Output the records exactly. Include every line.
# Start of DATA ROWS
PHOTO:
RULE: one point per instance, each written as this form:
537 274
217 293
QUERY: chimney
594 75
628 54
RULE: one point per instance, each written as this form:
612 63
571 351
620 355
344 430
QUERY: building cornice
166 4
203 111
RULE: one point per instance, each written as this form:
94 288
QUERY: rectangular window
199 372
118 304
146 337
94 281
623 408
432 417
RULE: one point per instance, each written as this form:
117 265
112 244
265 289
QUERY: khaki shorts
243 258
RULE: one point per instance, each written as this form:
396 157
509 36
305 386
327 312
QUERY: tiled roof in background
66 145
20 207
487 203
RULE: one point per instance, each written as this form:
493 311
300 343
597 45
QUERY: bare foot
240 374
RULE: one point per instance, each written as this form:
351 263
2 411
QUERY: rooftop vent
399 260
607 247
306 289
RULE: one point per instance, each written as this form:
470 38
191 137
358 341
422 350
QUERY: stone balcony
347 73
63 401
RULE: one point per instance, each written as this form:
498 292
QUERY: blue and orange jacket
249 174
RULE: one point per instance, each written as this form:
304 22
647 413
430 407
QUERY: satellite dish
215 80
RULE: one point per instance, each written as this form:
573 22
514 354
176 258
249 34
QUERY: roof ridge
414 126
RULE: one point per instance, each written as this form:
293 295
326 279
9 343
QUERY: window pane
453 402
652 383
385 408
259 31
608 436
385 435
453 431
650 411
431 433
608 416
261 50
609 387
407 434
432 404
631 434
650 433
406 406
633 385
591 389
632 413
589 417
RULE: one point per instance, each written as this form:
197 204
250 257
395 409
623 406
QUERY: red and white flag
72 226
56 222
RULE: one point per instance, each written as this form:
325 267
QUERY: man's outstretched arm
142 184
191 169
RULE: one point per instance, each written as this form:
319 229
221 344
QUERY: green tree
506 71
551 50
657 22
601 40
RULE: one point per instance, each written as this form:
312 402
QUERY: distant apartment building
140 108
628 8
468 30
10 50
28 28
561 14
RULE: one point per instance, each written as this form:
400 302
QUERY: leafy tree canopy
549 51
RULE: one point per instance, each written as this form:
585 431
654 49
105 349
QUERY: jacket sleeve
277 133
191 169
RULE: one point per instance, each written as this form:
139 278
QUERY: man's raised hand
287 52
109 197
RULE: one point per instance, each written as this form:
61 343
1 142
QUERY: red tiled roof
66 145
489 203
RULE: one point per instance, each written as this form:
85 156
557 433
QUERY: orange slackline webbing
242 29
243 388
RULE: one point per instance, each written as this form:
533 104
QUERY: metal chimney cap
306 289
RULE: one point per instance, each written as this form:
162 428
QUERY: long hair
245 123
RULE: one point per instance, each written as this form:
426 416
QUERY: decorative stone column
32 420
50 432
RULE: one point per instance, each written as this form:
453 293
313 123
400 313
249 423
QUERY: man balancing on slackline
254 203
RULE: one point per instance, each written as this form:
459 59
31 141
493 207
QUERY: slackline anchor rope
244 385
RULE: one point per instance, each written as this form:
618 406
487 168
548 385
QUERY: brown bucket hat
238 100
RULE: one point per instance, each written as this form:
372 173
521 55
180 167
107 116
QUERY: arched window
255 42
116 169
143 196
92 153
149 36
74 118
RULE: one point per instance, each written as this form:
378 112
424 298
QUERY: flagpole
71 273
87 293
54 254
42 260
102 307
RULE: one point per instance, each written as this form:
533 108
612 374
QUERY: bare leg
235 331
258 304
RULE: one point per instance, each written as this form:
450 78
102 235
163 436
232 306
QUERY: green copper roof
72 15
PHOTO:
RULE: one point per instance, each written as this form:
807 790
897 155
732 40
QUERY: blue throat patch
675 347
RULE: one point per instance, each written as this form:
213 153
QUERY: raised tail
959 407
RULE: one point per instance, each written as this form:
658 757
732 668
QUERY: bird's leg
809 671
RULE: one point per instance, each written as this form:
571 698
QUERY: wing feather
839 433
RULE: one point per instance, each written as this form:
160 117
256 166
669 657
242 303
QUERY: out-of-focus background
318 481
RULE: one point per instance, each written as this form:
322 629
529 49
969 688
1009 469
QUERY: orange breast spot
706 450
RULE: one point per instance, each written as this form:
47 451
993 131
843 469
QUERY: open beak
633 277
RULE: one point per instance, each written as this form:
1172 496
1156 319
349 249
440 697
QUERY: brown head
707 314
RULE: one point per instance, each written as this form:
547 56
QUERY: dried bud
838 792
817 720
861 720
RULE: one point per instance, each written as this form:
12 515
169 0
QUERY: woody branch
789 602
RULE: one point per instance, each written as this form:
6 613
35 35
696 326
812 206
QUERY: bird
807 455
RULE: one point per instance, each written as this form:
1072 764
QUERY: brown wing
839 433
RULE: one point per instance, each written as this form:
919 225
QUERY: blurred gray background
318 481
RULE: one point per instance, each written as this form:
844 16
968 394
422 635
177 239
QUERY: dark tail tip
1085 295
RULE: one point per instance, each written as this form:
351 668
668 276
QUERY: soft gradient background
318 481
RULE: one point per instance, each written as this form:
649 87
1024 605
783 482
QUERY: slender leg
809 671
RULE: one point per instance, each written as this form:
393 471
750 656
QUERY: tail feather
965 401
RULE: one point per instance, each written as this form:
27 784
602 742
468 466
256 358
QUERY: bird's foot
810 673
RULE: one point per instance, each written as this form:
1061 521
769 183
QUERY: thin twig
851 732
# End of DATA ROWS
**OUTPUT BELOW**
PHOTO:
RULE: one point per instance, each written as this form:
537 274
217 293
QUERY: chimney
594 75
628 54
RULE: one point per instance, each written as this form:
612 63
571 351
620 355
344 430
QUERY: building cornice
166 4
203 111
RULE: one point per instance, each written as this form:
94 288
QUERY: rectangular window
199 372
118 304
146 337
94 281
623 408
432 417
RULE: one point per instance, each written as this form:
117 265
112 244
265 289
QUERY: khaki shorts
243 258
RULE: one point per instance, each written as this form:
396 157
509 36
305 386
327 312
QUERY: tiled roof in background
66 145
20 207
487 203
RULE: one point per instance, each written as this form:
493 311
300 343
597 45
QUERY: bare foot
240 374
RULE: one point per instance, each written as this form:
351 263
2 411
QUERY: rooftop vent
399 260
607 247
306 289
RULE: one point per instance, each written as this form:
470 38
191 137
358 341
422 350
QUERY: stone balcony
347 73
63 401
RULE: one point per instance, each written as this form:
498 292
QUERY: blue and orange jacket
249 174
RULE: one point per instance, each written as this form:
304 22
647 413
430 407
QUERY: satellite dish
215 80
RULE: one point per instance, each written as this form:
573 22
514 354
176 258
249 34
QUERY: roof ridge
414 126
RULE: one point per instance, each written as this form:
293 295
326 279
9 343
QUERY: window pane
453 402
652 383
385 408
259 31
608 436
385 435
453 431
650 411
431 433
608 416
261 50
609 387
407 434
432 404
631 434
650 433
406 406
633 385
591 389
632 413
589 417
RULE: one point per instance, each written as this form:
197 204
250 257
395 409
623 406
QUERY: red and white flag
72 226
56 222
RULE: one point per instance, each written as this form:
325 267
QUERY: man's outstretched arm
142 184
191 169
RULE: one point per instance, each written as this form:
319 229
221 344
QUERY: green tree
506 71
551 50
657 22
601 40
RULE: one point per instance, each written as this form:
312 402
QUERY: distant apartment building
140 108
628 8
468 30
10 50
28 28
561 14
RULE: one point per instance, each written as this form:
400 302
QUERY: leafy tree canopy
549 51
RULE: one point per instance, each written as this form:
585 431
654 49
105 349
QUERY: jacket sleeve
277 133
191 169
RULE: one point per instance, each written as this form:
139 278
QUERY: man's raised hand
287 52
109 197
RULE: one point per instance, each written as this form:
61 343
1 142
QUERY: red tiled roof
66 145
489 203
RULE: one point per instance, each written as this form:
85 156
557 433
QUERY: orange slackline webbing
242 29
243 388
RULE: one point per instance, each written as this form:
533 104
QUERY: metal chimney cap
306 289
RULE: one point per instance, each written as this form:
162 428
QUERY: long hair
245 123
RULE: one point per instance, each written as this form:
426 416
QUERY: decorative stone column
32 420
50 432
RULE: one point per instance, each written as this form:
453 293
313 123
400 313
249 423
QUERY: man balancing on slackline
254 203
RULE: one point per instance, each written as this form:
459 59
31 141
493 207
QUERY: slackline anchor rope
244 385
RULE: one point per instance, each written as this form:
618 406
487 168
548 385
QUERY: brown bucket hat
238 100
RULE: one point per instance, each written as this form:
372 173
521 55
180 167
107 116
QUERY: arched window
255 42
116 169
143 196
92 153
149 36
74 118
RULE: one point per instance, each written as this form:
378 112
424 298
QUERY: flagpole
71 273
87 293
54 254
42 260
102 307
RULE: one point per instance, each written as this form:
533 108
612 374
QUERY: bare leg
235 331
258 304
RULE: one point per instance, each written as this form:
450 78
102 235
163 436
232 306
QUERY: green copper roof
72 15
PHOTO:
RULE: one point per instance, each written as this form:
807 790
897 155
732 40
QUERY: blue throat patch
675 347
RULE: one point per instance, each written as this form:
213 153
QUERY: raised tail
959 407
RULE: one point per instance, each written as this form:
658 757
732 668
QUERY: bird's leg
809 671
RULE: one point per instance, each written as this form:
571 698
QUERY: wing feather
839 433
RULE: one point per instance, each written as this form:
160 117
256 166
669 657
242 303
QUERY: out-of-focus background
318 481
RULE: one point per instance, each written as this form:
322 629
529 49
969 688
1009 469
QUERY: orange breast spot
706 450
RULE: one point per instance, each written as this form:
47 451
993 131
843 469
QUERY: open beak
633 277
RULE: one point per instance, each written as this form:
1172 496
1156 319
349 249
440 697
QUERY: brown head
707 314
RULE: one point per instance, each written as this form:
547 56
QUERY: dried bud
838 792
817 720
861 720
RULE: one point per instance, each written as this form:
12 515
169 0
QUERY: woody branch
789 602
RULE: one point per instance, each written as this form:
6 613
35 35
696 326
812 206
QUERY: bird
807 455
RULE: one point per instance, each written as this form:
1072 764
QUERY: brown wing
839 433
RULE: one point per instance, each written as this form:
919 225
QUERY: blurred gray background
318 481
RULE: one point per instance, each written as this form:
844 16
968 394
422 635
177 239
QUERY: dark tail tip
1085 295
RULE: one point per instance, each written as this form:
351 668
668 276
QUERY: soft gradient background
318 481
RULE: one point per instance, each written as this form:
649 87
1024 605
783 482
QUERY: slender leg
809 671
RULE: one point per instance, each written as this form:
393 471
750 656
QUERY: tail feather
965 401
RULE: one point per instance, each written as this form:
27 784
602 742
468 466
256 358
QUERY: bird's foot
810 673
RULE: one point per instance, each written as this form:
1061 521
769 183
QUERY: thin twig
851 732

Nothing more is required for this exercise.